Tasks to perform:
1. In the review of Poisoned Ivies below, which congressional district does Stefanik represent?
2. Repeat the review of Poisoned Ivies below word for word, from "Stefanik, a Congresswoman" to "MIT, and Columbia.".
3. Go on with the review of Poisoned Ivies below, starting right after its last sentence.

Source passage:
--- Start ---

Higher education in the United States has been the subject of considerable criticism, especially in the last ten years or so. With the early beginnings of what we used to call “identity politics,” we saw an increase in ideology and a reduction in actual learning and helping undergraduate and graduate students reach their academic and professional goals.
Humanities have been under the biggest attack from the radical ideologues. Unlike sciences and professional degrees, such as law, accounting, or engineering, the humanities allow for nuance in thinking and analysis. Thus, they make a perfect target for manipulation, eventual erasure, and destruction.
Many essays, articles, and books have been written on higher education, and Elise Stefanik’s new book, Poisoned Ivies: The Inside Account of the Academic and Moral Rot in America’s Elite Universities, can certainly be added to this list. The immediate issue with Stefanik’s thoughts on this problem is that the subtitle is misleading. It is neither the “inside account” nor does it focus on education issues. Rather, it is a book about increased anti-semitism on America’s Ivy League campuses.
Stefanik, a Congresswoman representing New York’s 21st District, uses a 2023 congressional hearing to expose the prevailing antisemitism at a few universities. Titled “Holding Campus Leaders Accountable and Confronting Antisemitism,” the hearing brought as witnesses presidents of major universities: Harvard, UPenn, MIT, and Columbia.
Stefanik’s book is quite straightforward, divided into chapters that assess and analyze anti-semitism on campus. Stefanik focuses on anti-Israel protests following the Hamas terrorist group’s attack on Israel on October 7, 2023. Rightfully, Stefanik describes the events that followed, especially the suffering and death of many hostages Hamas took. The protests that occurred not only at America’s Ivy League schools but also at other colleges were hardly peaceful. They were disruptive and often involved threats to the Jewish students on campuses, bad enough that Jewish students began to feel unwelcome and, most of all, unsafe.

--- End ---

Dataset:
--- Start ---

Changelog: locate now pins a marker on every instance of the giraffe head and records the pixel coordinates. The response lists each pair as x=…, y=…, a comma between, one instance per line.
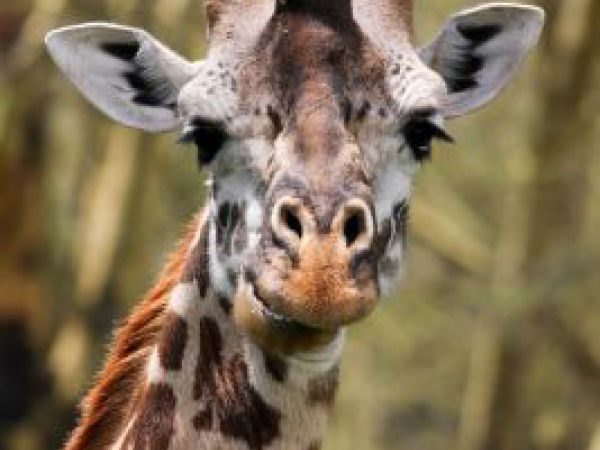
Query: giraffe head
x=311, y=118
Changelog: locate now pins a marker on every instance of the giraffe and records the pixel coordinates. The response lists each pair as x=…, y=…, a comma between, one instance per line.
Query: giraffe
x=311, y=119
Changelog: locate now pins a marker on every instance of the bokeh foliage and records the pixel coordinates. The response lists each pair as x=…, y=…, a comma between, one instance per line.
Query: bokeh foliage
x=491, y=343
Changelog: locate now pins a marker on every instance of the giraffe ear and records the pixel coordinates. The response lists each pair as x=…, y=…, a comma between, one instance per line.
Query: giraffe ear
x=124, y=71
x=480, y=50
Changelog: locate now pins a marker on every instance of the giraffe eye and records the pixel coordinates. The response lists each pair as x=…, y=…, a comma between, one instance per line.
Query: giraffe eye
x=419, y=133
x=208, y=136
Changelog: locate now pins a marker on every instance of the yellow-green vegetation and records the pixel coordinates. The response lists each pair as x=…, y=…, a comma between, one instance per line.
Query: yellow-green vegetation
x=492, y=343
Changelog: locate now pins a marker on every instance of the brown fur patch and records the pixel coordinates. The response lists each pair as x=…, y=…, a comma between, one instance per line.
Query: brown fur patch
x=322, y=390
x=119, y=386
x=231, y=405
x=209, y=357
x=276, y=367
x=172, y=341
x=154, y=426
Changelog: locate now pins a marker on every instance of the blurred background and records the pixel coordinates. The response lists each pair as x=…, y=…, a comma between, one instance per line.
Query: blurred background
x=492, y=342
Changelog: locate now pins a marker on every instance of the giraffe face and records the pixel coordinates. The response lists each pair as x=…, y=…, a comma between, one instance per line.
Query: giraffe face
x=311, y=122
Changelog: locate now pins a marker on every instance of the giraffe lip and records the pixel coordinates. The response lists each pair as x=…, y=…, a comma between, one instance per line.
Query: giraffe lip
x=277, y=319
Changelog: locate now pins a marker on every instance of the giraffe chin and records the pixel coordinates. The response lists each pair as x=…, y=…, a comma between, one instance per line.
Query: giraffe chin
x=274, y=332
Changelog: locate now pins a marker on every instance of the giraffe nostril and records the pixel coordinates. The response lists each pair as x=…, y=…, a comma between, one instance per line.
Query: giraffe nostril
x=290, y=219
x=354, y=227
x=355, y=224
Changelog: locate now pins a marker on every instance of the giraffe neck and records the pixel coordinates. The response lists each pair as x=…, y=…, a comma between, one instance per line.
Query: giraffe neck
x=206, y=386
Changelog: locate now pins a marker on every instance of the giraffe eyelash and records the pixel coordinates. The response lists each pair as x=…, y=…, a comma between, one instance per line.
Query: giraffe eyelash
x=419, y=132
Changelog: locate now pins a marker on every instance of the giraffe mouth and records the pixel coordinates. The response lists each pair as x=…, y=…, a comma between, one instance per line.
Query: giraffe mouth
x=260, y=306
x=273, y=330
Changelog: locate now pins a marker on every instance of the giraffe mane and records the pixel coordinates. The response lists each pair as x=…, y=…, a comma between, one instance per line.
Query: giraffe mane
x=107, y=406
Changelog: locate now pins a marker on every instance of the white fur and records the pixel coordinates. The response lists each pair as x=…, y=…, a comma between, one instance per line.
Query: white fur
x=503, y=54
x=155, y=372
x=99, y=76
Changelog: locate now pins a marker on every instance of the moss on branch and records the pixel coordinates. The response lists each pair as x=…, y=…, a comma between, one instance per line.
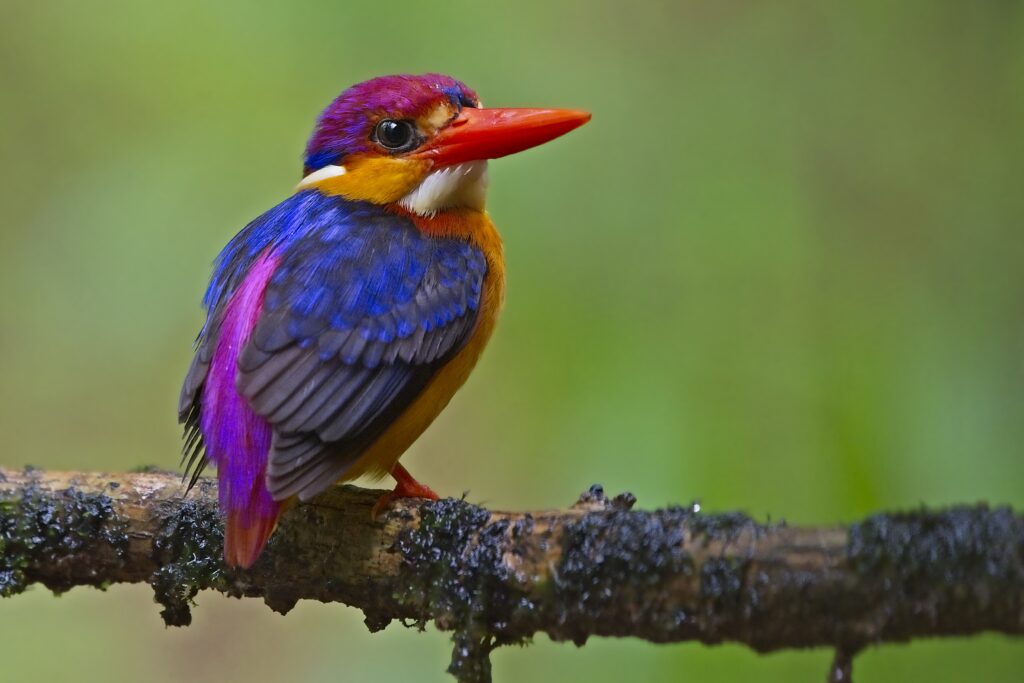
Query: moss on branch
x=598, y=567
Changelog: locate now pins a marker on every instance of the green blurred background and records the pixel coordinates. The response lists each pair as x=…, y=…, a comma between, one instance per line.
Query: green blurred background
x=781, y=270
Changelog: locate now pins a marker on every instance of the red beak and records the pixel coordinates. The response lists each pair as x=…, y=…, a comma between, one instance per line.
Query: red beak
x=498, y=132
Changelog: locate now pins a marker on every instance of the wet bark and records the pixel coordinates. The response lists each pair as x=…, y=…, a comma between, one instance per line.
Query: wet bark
x=597, y=568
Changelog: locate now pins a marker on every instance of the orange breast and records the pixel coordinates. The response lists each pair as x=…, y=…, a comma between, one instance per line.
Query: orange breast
x=477, y=228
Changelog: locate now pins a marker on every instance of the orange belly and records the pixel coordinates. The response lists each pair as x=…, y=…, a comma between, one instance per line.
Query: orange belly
x=477, y=228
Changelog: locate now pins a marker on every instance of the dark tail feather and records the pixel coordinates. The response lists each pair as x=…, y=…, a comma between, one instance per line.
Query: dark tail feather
x=246, y=538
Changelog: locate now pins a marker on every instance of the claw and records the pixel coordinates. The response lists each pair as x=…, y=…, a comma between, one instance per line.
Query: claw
x=406, y=486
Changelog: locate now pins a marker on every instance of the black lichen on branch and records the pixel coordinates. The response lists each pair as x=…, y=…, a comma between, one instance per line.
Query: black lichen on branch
x=598, y=567
x=40, y=528
x=187, y=551
x=956, y=566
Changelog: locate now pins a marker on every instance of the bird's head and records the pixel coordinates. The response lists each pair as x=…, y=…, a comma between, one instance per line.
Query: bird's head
x=420, y=141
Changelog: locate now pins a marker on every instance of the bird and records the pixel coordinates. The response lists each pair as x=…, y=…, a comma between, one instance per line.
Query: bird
x=340, y=323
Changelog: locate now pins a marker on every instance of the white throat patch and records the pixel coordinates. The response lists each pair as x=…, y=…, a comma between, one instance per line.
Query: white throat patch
x=460, y=185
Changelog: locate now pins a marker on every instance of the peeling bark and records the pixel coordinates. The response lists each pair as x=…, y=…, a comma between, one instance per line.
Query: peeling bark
x=598, y=568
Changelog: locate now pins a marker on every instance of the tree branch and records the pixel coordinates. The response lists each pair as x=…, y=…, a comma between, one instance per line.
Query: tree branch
x=496, y=578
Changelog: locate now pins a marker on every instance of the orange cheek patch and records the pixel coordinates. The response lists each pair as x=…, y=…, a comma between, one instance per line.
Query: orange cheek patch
x=376, y=179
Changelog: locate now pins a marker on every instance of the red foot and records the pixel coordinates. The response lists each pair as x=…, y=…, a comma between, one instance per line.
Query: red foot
x=406, y=486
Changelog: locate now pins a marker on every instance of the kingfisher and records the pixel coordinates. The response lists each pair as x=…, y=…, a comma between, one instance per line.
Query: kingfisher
x=341, y=322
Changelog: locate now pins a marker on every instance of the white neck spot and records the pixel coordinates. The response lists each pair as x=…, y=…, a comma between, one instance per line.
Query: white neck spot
x=454, y=186
x=320, y=175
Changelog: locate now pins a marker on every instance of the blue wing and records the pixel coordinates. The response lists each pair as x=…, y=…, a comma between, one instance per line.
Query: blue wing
x=359, y=314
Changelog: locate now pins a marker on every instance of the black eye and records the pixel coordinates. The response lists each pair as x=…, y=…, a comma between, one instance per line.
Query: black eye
x=395, y=134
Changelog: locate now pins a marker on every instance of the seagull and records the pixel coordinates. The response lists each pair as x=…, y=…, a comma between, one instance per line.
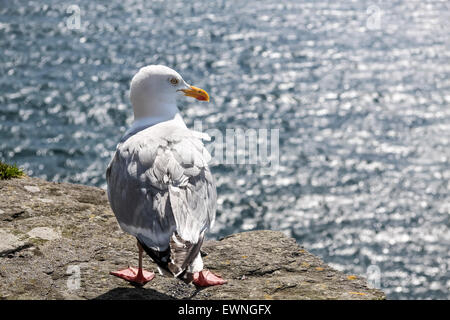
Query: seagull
x=159, y=185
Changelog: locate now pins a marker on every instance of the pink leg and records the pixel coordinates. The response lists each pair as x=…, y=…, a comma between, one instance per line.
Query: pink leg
x=137, y=276
x=206, y=278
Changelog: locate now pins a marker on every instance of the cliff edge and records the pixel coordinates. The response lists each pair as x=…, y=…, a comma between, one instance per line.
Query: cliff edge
x=60, y=240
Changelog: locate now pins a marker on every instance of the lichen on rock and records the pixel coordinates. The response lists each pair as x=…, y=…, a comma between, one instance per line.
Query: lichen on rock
x=64, y=248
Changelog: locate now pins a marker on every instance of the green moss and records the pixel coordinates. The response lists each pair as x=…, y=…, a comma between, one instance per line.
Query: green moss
x=9, y=171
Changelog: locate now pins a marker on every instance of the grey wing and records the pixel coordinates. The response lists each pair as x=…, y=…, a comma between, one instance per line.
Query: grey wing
x=157, y=186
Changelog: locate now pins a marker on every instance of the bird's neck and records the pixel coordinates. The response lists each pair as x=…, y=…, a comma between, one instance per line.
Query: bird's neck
x=151, y=115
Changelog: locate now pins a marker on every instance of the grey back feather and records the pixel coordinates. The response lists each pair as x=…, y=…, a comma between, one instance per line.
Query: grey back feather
x=159, y=183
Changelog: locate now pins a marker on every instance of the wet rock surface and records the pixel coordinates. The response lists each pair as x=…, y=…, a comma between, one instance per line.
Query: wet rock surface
x=65, y=246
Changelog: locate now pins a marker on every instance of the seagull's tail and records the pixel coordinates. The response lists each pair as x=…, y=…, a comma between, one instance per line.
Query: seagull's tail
x=177, y=258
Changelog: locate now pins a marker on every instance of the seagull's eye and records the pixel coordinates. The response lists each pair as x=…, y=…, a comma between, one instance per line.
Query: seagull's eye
x=174, y=81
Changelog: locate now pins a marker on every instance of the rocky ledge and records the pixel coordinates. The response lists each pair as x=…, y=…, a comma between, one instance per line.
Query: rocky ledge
x=60, y=240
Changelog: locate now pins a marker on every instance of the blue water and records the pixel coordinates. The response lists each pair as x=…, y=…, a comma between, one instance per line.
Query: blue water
x=359, y=90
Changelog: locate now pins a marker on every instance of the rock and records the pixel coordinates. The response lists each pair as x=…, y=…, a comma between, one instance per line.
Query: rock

--- End ---

Outputs for the tasks:
1. New York's 21st District.

2.
Stefanik, a Congresswoman representing New York’s 21st District, uses a 2023 congressional hearing to expose the prevailing antisemitism at a few universities. Titled “Holding Campus Leaders Accountable and Confronting Antisemitism,” the hearing brought as witnesses presidents of major universities: Harvard, UPenn, MIT, and Columbia.

3.
Without a doubt, the safety of students should come first. If students do not feel safe because of threats to their lives, they will be unable to do what they ostensibly came to do–study and earn a degree. At the hearing, Claudine Gay (as well as other university presidents who were called to testify) rarely offered clear answers to Stefanik’s questions. Indeed, students have the right to feel safe, but Gay was largely evasive and ambiguous about what that entails.
Stefanik’s hearing did have an impact. Most of the presidents who were called to testify resigned. But does that really matter? This was most likely just a symbolic act since most of them moved on to different positions, in some cases, leadership positions at other universities. In other words, nothing has changed.
Even the fact that the universities were stripped of their federal funding wasn’t exactly as clear-cut as we’d like to think. As Stefanik writes, “In April 2025, the Trump Administration froze approximately $1 billion in research funding to Cornell, citing its ongoing investigation into whether the university failed to protect the civil rights of Jewish students.” The government reached an agreement with Cornell in which the university “will pay $30 million in fines and invest $30 million in agriculture-related research in exchange for the restoration of frozen research funding.” This is hardly a win against ideology or anti-semitism. Maybe the “agriculture-related research” will involve an exploration of transgender bovine traits or why cucumbers are misogynistic. What substantive reforms did Cornell take to ensure that pervasive anti-semitism doesn’t recur?
Stefanik is not wrong at all in pointing out what ails higher education. However, her scope is extremely limiting, and her approach rather superficial. The book is filled with clichés and platitudes about the “moral bankruptcy” of higher-education institutions. All true, but education (especially in the humanities) is filled with intellectual nuances and questioning. These are not present in Stefanik’s overview. To be sure, she is concerned about the direction higher education is taking, but we are left to assume that this includes wrestling with the ideas that make up the humanities. Stefanik is not obligated to write a primarily intellectual book; but, when engaging with such issues, it is necessary to explore the philosophical and fundamental reasons for what constitutes good education. Instead, Stefanik mentions that American colleges and universities have stepped away from “American values,” but she never defines what these values are.
There are several distractions in the book, and it’s consistently unclear what Stefanik is attempting to do. There is a strange mixture of the need to fight anti-semitism and political narcissism. This is especially evident at the beginning of the book, which reads more like an overture for a candidate running for office than an exploration of the higher-education crisis. Stefanik also indulges in self-congratulatory remarks about various accomplishments as a woman in Congress. If indeed we ought to move away from ideology, should one’s gender matter at all?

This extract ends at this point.